→ Task directions: Transcribe exactly the lines from the one holding "Query: baby's arm" to the end of the data below, including both of those lines and no others.

→ Data:
□ □ □ □ □ □ □
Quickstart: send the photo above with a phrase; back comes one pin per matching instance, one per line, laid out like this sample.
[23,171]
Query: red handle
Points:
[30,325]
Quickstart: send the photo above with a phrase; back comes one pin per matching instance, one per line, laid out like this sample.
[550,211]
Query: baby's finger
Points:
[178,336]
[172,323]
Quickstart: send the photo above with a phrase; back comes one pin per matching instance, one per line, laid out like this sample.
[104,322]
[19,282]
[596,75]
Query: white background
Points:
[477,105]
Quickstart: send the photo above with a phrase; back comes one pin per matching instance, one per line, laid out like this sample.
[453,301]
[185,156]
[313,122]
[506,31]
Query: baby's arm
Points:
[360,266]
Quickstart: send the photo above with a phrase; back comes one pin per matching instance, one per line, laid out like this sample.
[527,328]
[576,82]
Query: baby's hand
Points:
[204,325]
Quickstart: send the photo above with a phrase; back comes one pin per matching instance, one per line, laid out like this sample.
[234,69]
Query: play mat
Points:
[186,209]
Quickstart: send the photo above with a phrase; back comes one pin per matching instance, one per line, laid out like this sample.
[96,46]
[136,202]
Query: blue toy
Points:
□ □ □ □ □ □ □
→ Output for this task:
Query: baby's arm
Points:
[360,266]
Quickstart: send the photo above with a phrase; back comes one pin per matching instance, one per line, laid out like this sample.
[527,328]
[576,82]
Query: baby's hand
Points:
[204,325]
Quickstart: send the photo above with a phrase; back comes one pin per matching instance, one per line, laid out like this sample.
[234,69]
Query: play mat
Points:
[186,209]
Quickstart: send the photo above with a phrase; back comes one pin per matching instance, one per line, laid out like this sample.
[96,46]
[136,202]
Query: blue toy
Points:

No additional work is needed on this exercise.